**WHAT IS BEING ASKED:** Each record that follows should be reproduced in full, character for character.

RECORDS SUPPLIED START

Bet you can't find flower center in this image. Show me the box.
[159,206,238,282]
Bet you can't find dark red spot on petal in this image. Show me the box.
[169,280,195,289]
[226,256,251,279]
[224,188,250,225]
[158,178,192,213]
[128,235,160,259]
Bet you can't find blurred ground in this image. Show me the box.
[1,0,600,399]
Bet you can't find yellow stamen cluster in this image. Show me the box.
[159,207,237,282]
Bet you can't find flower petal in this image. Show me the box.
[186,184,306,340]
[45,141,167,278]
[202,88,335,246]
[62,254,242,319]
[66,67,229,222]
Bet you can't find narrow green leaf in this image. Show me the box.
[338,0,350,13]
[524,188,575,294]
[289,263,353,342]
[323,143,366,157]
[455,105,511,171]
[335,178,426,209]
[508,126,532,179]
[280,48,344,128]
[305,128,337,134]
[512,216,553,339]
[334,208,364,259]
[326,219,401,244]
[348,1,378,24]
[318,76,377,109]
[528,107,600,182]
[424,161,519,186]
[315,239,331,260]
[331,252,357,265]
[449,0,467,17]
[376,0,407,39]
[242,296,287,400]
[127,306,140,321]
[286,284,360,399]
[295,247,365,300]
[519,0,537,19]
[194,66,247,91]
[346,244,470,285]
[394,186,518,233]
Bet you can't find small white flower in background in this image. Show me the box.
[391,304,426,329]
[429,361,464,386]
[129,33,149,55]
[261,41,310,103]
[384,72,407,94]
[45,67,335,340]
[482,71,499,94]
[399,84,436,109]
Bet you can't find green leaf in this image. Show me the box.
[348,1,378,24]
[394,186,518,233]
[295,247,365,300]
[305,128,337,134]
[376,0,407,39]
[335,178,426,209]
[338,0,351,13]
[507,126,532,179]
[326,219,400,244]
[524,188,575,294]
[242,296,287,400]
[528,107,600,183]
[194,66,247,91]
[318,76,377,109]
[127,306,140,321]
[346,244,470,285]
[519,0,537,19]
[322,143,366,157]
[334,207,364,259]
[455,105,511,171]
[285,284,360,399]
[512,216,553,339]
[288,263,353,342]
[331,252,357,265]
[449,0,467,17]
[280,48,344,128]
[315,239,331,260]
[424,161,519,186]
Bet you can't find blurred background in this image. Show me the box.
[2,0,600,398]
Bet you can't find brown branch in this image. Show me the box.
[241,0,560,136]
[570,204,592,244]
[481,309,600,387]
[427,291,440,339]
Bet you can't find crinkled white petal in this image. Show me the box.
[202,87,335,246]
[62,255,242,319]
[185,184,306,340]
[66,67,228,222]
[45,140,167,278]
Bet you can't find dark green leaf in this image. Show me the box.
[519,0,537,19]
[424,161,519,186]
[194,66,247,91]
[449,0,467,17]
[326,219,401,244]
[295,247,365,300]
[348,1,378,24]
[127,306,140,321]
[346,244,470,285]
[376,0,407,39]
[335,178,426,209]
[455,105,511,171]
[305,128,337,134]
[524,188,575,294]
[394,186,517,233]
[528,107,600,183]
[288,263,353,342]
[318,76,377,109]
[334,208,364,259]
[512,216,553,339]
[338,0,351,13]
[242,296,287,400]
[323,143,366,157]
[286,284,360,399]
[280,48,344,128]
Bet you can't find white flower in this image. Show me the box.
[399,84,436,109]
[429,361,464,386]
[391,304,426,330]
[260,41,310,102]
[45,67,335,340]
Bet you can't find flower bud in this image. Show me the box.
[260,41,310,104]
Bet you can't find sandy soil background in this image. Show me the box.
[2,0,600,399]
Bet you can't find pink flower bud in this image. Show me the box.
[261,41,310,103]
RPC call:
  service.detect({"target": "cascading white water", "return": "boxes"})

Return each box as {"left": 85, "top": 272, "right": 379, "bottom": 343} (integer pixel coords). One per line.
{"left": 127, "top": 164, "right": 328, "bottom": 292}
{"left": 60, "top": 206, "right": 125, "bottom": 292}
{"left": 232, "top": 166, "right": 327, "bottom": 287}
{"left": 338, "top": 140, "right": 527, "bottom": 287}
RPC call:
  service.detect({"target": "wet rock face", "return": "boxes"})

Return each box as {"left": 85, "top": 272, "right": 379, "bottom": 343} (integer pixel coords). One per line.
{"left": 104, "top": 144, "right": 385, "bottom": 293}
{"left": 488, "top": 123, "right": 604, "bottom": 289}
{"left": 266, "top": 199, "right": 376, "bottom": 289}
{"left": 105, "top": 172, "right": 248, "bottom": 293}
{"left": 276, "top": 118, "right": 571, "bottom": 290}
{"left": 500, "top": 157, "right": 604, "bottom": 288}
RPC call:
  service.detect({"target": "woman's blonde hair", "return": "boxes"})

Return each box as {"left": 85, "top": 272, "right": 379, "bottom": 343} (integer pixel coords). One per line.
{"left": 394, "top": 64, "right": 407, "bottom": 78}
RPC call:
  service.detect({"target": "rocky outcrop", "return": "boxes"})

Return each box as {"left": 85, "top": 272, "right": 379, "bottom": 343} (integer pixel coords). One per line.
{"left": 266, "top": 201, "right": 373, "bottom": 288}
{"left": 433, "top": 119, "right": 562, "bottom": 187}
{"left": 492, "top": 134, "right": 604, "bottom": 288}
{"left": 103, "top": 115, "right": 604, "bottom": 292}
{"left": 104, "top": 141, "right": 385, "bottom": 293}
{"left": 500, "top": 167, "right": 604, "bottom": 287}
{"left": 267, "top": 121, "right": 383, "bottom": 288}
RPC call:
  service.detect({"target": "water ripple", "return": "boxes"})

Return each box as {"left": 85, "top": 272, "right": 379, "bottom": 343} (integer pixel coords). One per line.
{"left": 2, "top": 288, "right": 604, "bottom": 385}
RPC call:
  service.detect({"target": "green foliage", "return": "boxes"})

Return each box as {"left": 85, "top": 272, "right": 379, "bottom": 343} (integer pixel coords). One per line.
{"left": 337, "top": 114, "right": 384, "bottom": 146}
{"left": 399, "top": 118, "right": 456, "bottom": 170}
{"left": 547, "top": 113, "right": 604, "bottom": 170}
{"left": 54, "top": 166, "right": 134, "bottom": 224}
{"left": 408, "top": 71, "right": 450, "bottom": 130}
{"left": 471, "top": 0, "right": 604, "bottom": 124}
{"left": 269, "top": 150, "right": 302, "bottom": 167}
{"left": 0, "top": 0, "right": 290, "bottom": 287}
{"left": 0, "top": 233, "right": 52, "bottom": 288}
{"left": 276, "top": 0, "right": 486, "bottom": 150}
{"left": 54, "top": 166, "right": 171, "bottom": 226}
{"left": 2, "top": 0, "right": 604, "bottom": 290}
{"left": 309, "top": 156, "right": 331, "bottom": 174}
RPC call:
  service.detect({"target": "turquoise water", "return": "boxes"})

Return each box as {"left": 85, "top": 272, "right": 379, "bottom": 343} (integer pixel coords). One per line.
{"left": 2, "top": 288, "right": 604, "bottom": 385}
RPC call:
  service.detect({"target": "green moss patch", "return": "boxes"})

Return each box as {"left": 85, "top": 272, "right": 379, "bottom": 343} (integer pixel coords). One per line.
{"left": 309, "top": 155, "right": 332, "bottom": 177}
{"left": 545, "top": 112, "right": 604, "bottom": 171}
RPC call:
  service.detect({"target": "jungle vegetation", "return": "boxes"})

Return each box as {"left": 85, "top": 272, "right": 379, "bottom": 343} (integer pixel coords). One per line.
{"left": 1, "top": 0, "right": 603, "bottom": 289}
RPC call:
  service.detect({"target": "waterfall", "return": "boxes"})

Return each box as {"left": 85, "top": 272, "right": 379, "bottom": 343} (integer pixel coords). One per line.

RECORDS SUPPLIED END

**RESPONSE AREA:**
Bet you can't find flower center in this image. Show me the box.
[159,206,238,282]
Bet you can't find dark red spot on petal in this image. Show me the box.
[169,280,195,289]
[226,256,251,279]
[224,188,250,225]
[158,178,192,213]
[128,235,160,259]
Bet you can't find blurred ground in this image. Show me the box.
[1,0,600,399]
Bet you can't find yellow stamen cluster in this image. Show me the box.
[159,207,237,282]
Bet you can't find flower petal in this image. Show me the box.
[186,184,306,340]
[45,141,167,278]
[202,88,335,246]
[62,254,242,319]
[66,67,229,222]
Bet you can't find narrow green leaf in this image. Show me the box.
[338,0,350,13]
[524,188,575,294]
[289,263,353,342]
[323,143,366,157]
[455,105,511,171]
[335,178,426,209]
[508,126,532,179]
[280,48,344,128]
[305,128,337,134]
[512,216,553,339]
[334,208,364,259]
[326,219,401,244]
[348,1,378,24]
[318,76,377,109]
[528,107,600,182]
[424,161,519,186]
[315,239,331,260]
[331,252,357,265]
[449,0,467,17]
[376,0,407,39]
[242,296,287,400]
[127,306,140,321]
[286,284,360,399]
[295,247,365,300]
[519,0,537,19]
[194,66,247,91]
[346,244,470,285]
[394,186,518,233]
Bet you can't find small white flower in background in this image. Show me the box.
[391,304,426,329]
[429,361,464,386]
[129,33,149,55]
[261,41,310,103]
[384,72,407,94]
[45,67,335,340]
[482,71,499,94]
[399,84,436,109]
Bet you can't find green leaf in this image. Show me the box.
[348,1,378,24]
[394,186,518,233]
[295,247,365,300]
[305,128,337,134]
[376,0,407,39]
[335,178,426,209]
[338,0,351,13]
[507,126,532,179]
[326,219,400,244]
[524,188,575,294]
[242,296,287,400]
[528,107,600,183]
[194,66,247,91]
[318,76,377,109]
[127,306,140,321]
[346,244,470,285]
[519,0,537,19]
[322,143,366,157]
[334,207,364,259]
[455,105,511,171]
[285,284,360,399]
[512,216,553,339]
[288,263,353,342]
[331,252,357,265]
[449,0,467,17]
[280,48,344,128]
[315,239,331,260]
[424,161,519,186]
Bet you can't find blurred background in this image. Show me the box.
[2,0,600,398]
Bet you can't find brown branch in this image. Show me the box.
[241,0,560,136]
[570,204,592,244]
[481,309,600,387]
[427,291,440,339]
Bet you can't find crinkled white petal in this image. Show me the box.
[202,87,335,246]
[62,255,242,319]
[185,184,306,340]
[66,67,228,222]
[45,140,167,278]
Bet you can't find dark green leaf in this image. Show me the box.
[519,0,537,19]
[424,161,519,186]
[194,66,247,91]
[449,0,467,17]
[326,219,401,244]
[295,247,365,300]
[348,1,378,24]
[127,306,140,321]
[346,244,470,285]
[376,0,407,39]
[335,178,426,209]
[455,105,511,171]
[305,128,337,134]
[524,188,575,294]
[394,186,517,233]
[528,107,600,183]
[288,263,353,342]
[318,76,377,109]
[334,208,364,259]
[512,216,553,339]
[338,0,351,13]
[242,296,287,400]
[323,143,366,157]
[286,284,360,399]
[280,48,344,128]
Bet you can't find white flower in this image. Show me the box.
[399,84,436,109]
[429,361,464,386]
[391,304,426,330]
[260,41,310,102]
[45,67,335,340]
Bet you can't find flower bud in this image. Show me the box.
[260,41,310,104]
Bet you can't find sandy soil background in this image. Show me the box.
[2,0,600,399]
Bet you can't find pink flower bud in this image. Show me the box.
[261,41,310,103]
RPC call:
  service.detect({"target": "cascading white water", "return": "boxes"})

Return each box as {"left": 85, "top": 272, "right": 379, "bottom": 343} (integer pixel coords). One per line.
{"left": 127, "top": 164, "right": 328, "bottom": 292}
{"left": 60, "top": 206, "right": 125, "bottom": 292}
{"left": 232, "top": 166, "right": 327, "bottom": 287}
{"left": 338, "top": 140, "right": 527, "bottom": 287}
RPC call:
  service.detect({"target": "wet rock face", "return": "boxes"})

Return each box as {"left": 85, "top": 272, "right": 379, "bottom": 343} (integer pixel coords). One per line.
{"left": 104, "top": 144, "right": 385, "bottom": 293}
{"left": 488, "top": 123, "right": 604, "bottom": 289}
{"left": 266, "top": 199, "right": 376, "bottom": 289}
{"left": 105, "top": 172, "right": 248, "bottom": 293}
{"left": 276, "top": 118, "right": 571, "bottom": 290}
{"left": 500, "top": 157, "right": 604, "bottom": 288}
RPC call:
  service.detect({"target": "woman's blonde hair", "return": "boxes"})

Return each box as {"left": 85, "top": 272, "right": 379, "bottom": 343} (integer pixel coords). One per line.
{"left": 394, "top": 64, "right": 407, "bottom": 78}
RPC call:
  service.detect({"target": "rocky outcrop", "return": "boxes"})

Return each box as {"left": 85, "top": 272, "right": 379, "bottom": 343} (integer pixel coords). One per line.
{"left": 266, "top": 201, "right": 373, "bottom": 288}
{"left": 433, "top": 119, "right": 562, "bottom": 187}
{"left": 492, "top": 134, "right": 604, "bottom": 288}
{"left": 103, "top": 115, "right": 604, "bottom": 292}
{"left": 104, "top": 141, "right": 385, "bottom": 293}
{"left": 500, "top": 167, "right": 604, "bottom": 287}
{"left": 267, "top": 121, "right": 383, "bottom": 288}
RPC call:
  service.detect({"target": "water ripple", "return": "boxes"})

Return each box as {"left": 85, "top": 272, "right": 379, "bottom": 343} (integer pixel coords). One per line.
{"left": 2, "top": 288, "right": 604, "bottom": 385}
RPC call:
  service.detect({"target": "green foliage", "return": "boxes"})

Return each box as {"left": 85, "top": 272, "right": 379, "bottom": 343} (integer pixel coords). One per line.
{"left": 337, "top": 114, "right": 384, "bottom": 146}
{"left": 399, "top": 118, "right": 456, "bottom": 170}
{"left": 547, "top": 113, "right": 604, "bottom": 170}
{"left": 54, "top": 166, "right": 134, "bottom": 224}
{"left": 408, "top": 71, "right": 450, "bottom": 130}
{"left": 471, "top": 0, "right": 604, "bottom": 124}
{"left": 269, "top": 150, "right": 302, "bottom": 167}
{"left": 0, "top": 0, "right": 290, "bottom": 287}
{"left": 0, "top": 233, "right": 52, "bottom": 288}
{"left": 276, "top": 0, "right": 486, "bottom": 150}
{"left": 54, "top": 166, "right": 171, "bottom": 226}
{"left": 2, "top": 0, "right": 604, "bottom": 290}
{"left": 309, "top": 156, "right": 331, "bottom": 174}
RPC call:
  service.detect({"target": "turquoise water", "return": "boxes"})

Return each box as {"left": 85, "top": 272, "right": 379, "bottom": 343} (integer pixel coords). One per line.
{"left": 2, "top": 288, "right": 604, "bottom": 385}
RPC call:
  service.detect({"target": "green moss patch", "return": "boxes"})

Return each box as {"left": 85, "top": 272, "right": 379, "bottom": 343} (integer pixel coords). One per line.
{"left": 309, "top": 155, "right": 332, "bottom": 177}
{"left": 545, "top": 112, "right": 604, "bottom": 171}
RPC call:
  service.detect({"target": "jungle vegetation", "return": "boxes"})

Return each box as {"left": 85, "top": 272, "right": 379, "bottom": 343} (integer pixel coords). One per line.
{"left": 1, "top": 0, "right": 603, "bottom": 289}
RPC call:
  service.detect({"target": "waterfall", "return": "boxes"})

Return each box as {"left": 85, "top": 272, "right": 379, "bottom": 343} (integer pixel coords). One per line.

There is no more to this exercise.